▶ [Work to complete]:
Below are some entries; report how many of their lines contain the word "sign", giving nothing besides the number.

*** Opening of Supplied material ***

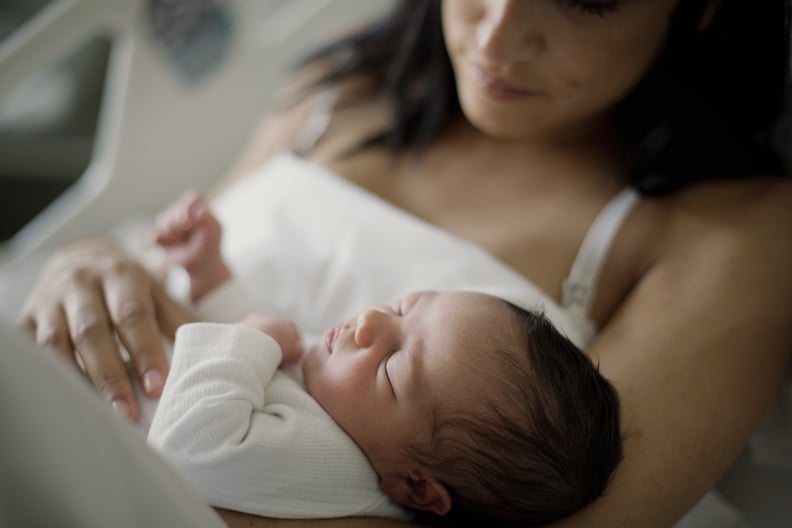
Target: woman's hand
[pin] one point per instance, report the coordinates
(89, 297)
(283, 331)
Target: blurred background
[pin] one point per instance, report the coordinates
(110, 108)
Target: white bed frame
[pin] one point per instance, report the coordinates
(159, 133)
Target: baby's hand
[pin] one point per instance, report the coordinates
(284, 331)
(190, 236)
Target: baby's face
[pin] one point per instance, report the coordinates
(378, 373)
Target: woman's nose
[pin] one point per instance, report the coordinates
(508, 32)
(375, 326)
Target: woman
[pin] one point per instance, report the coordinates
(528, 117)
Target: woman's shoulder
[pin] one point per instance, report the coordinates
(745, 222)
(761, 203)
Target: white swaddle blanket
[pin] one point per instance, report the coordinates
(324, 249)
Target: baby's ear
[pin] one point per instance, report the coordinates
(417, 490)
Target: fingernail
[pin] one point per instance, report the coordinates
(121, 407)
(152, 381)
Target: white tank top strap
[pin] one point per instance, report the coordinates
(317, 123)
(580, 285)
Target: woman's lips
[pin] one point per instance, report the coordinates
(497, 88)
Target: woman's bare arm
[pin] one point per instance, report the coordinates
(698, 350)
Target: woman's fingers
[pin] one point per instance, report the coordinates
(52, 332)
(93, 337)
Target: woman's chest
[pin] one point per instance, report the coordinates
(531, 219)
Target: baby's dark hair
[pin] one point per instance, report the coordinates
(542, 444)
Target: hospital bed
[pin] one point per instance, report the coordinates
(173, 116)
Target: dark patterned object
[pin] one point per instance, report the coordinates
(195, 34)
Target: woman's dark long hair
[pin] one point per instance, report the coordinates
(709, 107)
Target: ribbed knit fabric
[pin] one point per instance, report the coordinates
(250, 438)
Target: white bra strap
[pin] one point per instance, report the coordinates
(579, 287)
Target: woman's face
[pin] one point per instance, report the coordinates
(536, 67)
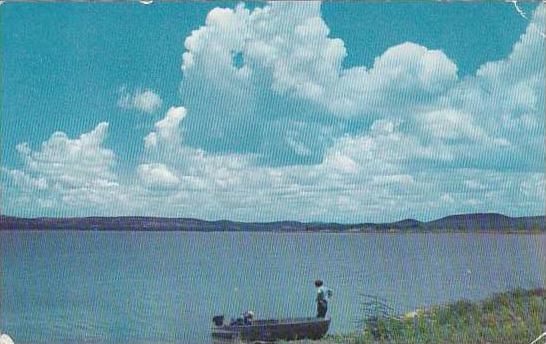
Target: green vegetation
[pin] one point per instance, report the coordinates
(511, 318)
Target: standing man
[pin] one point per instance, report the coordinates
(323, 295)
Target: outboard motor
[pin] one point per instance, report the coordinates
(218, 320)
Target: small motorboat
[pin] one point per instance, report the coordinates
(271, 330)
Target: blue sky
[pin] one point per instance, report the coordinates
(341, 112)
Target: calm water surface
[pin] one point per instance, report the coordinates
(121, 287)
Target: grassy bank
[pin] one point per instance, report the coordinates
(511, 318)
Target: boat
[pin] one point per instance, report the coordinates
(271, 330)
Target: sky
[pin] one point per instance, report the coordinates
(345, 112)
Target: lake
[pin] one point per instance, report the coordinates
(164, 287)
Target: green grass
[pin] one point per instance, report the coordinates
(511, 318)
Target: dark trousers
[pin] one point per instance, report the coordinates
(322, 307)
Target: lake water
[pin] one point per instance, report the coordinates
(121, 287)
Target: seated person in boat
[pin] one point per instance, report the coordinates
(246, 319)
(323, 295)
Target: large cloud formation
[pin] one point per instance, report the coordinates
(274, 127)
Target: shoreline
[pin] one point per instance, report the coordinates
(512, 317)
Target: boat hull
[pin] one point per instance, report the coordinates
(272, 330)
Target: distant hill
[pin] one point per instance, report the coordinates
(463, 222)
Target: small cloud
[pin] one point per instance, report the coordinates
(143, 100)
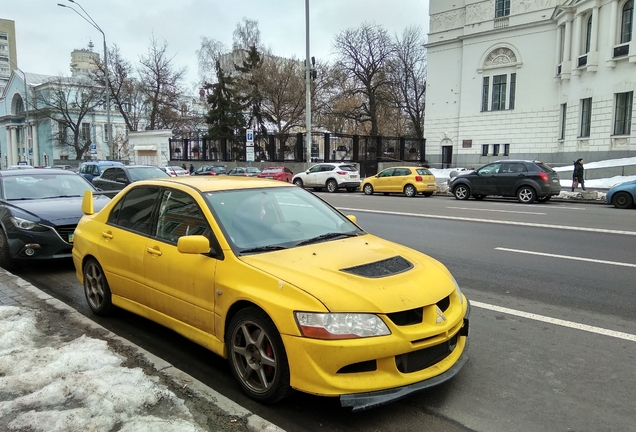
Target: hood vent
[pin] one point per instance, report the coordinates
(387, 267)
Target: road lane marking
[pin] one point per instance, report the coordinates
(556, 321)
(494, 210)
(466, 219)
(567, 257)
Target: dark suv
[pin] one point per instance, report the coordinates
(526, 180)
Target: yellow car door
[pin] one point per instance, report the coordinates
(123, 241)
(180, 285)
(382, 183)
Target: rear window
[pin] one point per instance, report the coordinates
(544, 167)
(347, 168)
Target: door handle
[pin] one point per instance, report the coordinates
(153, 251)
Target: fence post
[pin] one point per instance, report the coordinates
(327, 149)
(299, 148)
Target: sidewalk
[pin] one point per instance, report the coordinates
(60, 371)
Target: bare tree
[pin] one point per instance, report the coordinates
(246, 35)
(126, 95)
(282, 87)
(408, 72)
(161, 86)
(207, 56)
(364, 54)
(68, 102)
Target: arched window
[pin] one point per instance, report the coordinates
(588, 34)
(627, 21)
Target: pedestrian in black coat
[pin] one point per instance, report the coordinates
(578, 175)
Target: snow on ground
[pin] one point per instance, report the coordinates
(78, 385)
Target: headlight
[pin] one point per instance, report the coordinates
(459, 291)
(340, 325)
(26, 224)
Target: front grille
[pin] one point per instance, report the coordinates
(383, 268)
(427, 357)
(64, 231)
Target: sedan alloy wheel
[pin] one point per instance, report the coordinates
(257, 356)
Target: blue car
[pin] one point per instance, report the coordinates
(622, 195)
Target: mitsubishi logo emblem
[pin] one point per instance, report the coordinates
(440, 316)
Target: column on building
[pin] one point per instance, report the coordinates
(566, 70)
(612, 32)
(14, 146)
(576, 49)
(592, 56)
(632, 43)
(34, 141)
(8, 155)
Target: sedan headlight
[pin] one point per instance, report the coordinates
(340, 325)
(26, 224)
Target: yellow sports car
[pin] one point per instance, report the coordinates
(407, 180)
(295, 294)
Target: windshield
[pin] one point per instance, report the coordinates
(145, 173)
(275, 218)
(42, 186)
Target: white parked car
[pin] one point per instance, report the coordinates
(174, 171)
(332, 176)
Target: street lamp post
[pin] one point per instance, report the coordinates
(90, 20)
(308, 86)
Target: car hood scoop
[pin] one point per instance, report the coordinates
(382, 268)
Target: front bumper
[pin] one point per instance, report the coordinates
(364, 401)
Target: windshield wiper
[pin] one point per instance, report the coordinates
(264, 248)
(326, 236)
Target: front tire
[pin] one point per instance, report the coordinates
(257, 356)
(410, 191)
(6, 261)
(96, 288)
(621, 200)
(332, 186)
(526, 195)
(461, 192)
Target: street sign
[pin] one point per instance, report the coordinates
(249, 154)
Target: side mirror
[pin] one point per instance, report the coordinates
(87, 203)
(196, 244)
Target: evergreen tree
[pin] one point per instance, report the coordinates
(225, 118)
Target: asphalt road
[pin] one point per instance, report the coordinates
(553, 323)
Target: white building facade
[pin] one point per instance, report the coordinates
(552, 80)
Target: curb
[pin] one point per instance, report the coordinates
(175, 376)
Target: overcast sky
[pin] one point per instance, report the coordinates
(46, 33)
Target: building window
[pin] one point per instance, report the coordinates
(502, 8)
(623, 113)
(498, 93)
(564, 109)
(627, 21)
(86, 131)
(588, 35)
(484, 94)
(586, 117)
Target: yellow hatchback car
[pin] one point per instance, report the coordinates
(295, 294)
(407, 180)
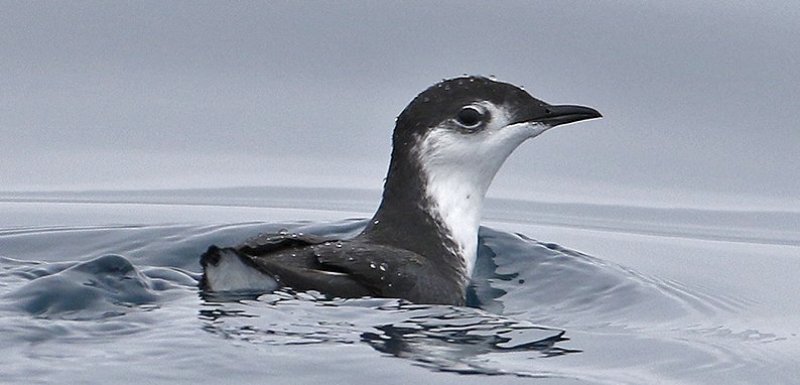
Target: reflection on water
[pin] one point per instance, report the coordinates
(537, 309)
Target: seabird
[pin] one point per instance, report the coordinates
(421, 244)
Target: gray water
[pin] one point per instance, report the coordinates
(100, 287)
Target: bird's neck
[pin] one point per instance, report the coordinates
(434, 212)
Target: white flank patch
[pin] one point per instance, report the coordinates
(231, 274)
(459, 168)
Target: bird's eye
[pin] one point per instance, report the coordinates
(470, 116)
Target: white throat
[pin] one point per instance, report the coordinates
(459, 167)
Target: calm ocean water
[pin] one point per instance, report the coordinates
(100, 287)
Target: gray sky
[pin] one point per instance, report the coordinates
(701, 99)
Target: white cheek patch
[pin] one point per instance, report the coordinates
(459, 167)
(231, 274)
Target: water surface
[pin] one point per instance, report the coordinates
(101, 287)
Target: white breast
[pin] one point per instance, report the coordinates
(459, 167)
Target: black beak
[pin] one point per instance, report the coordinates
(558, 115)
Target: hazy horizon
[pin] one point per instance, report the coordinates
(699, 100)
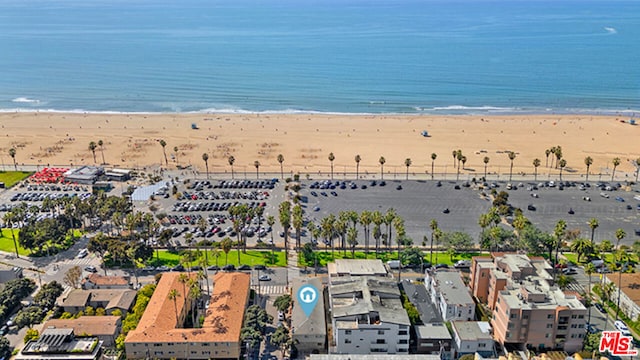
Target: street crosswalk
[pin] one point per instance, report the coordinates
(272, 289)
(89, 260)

*** Close of Supplied material ***
*** Opening of Supplied material ***

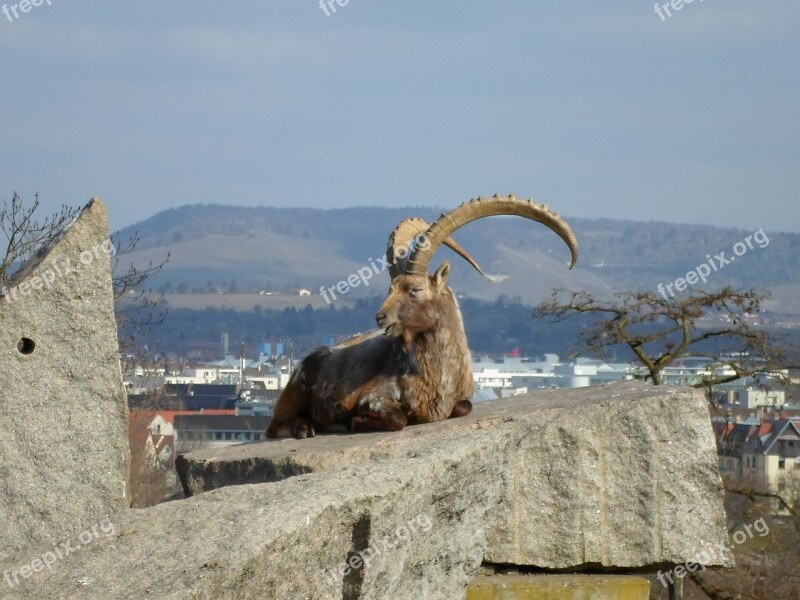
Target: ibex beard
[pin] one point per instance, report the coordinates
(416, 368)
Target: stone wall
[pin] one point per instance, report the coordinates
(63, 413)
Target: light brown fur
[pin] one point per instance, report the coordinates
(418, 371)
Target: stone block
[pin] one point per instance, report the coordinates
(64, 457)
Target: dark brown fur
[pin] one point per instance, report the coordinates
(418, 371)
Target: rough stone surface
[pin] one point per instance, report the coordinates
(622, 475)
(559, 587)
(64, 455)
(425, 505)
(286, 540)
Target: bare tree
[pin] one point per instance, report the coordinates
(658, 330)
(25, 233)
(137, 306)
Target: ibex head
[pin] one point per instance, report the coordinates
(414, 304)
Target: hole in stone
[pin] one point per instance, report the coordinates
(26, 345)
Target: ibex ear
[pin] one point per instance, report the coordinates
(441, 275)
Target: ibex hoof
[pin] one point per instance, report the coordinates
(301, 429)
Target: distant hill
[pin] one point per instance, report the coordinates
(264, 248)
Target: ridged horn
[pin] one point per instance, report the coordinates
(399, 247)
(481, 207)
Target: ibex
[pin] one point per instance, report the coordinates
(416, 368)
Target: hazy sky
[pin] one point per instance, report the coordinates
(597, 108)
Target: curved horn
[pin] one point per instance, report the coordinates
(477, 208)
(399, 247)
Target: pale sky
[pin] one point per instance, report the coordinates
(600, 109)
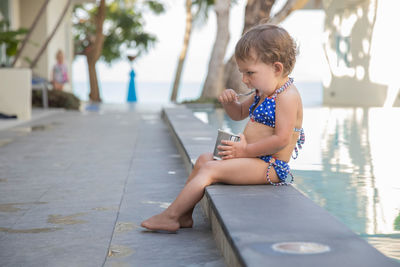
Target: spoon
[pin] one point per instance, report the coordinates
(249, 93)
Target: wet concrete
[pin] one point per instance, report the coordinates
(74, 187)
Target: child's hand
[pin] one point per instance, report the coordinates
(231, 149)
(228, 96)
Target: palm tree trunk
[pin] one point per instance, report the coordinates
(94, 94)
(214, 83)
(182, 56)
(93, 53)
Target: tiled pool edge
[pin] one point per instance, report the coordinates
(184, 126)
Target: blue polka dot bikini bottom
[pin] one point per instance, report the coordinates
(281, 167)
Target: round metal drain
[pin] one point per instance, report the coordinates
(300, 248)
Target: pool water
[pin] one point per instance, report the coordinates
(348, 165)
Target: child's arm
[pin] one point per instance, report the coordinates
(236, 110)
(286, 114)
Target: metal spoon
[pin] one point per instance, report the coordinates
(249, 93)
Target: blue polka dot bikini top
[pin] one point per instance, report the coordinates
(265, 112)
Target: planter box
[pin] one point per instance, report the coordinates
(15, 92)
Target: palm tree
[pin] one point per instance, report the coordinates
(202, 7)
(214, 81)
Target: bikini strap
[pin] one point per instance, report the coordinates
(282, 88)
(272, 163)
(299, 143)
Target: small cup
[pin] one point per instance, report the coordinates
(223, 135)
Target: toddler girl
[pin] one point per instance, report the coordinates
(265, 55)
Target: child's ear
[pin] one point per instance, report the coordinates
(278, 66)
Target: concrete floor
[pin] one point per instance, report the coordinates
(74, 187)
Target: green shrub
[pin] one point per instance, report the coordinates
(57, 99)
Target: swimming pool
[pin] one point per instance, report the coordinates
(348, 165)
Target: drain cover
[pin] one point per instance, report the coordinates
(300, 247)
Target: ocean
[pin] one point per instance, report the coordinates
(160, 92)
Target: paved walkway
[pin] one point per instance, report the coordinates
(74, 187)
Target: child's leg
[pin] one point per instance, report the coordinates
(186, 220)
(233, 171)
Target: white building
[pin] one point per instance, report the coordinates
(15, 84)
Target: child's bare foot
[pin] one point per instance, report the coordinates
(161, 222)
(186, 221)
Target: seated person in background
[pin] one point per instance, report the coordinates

*** Close of Supplied material ***
*** Opening of Supplied material ***

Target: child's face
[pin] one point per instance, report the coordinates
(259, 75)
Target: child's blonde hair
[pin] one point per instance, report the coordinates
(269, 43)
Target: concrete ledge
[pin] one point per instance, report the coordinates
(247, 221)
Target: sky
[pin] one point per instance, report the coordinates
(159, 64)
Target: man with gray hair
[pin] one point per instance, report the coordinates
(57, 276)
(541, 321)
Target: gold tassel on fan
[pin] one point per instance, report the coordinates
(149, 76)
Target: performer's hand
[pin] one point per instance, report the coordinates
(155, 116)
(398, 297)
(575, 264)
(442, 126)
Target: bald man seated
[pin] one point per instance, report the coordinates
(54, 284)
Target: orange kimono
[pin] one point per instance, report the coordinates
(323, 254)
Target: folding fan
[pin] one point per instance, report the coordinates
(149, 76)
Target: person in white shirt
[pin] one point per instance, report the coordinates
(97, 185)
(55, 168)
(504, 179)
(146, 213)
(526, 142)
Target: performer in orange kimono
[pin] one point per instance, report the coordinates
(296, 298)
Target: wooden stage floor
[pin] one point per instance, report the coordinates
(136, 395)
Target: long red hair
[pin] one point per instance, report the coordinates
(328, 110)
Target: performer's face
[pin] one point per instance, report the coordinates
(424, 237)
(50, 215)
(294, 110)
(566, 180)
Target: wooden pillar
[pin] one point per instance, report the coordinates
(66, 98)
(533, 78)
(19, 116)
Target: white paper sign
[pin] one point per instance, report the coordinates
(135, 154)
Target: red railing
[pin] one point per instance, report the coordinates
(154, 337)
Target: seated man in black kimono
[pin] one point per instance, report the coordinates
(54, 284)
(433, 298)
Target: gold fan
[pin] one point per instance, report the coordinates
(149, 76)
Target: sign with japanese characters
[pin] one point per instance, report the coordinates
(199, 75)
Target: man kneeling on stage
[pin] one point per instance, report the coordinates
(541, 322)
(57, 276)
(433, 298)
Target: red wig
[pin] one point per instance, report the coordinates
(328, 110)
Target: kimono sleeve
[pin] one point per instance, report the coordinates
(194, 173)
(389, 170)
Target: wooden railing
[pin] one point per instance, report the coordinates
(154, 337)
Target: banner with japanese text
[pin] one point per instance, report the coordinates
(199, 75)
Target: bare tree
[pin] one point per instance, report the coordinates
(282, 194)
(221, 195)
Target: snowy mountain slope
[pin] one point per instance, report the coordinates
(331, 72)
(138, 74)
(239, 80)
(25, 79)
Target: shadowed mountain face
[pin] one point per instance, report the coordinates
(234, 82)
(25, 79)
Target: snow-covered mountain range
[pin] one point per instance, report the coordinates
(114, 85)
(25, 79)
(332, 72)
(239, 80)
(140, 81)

*** Close of Supplied material ***

▶ [Reply]:
3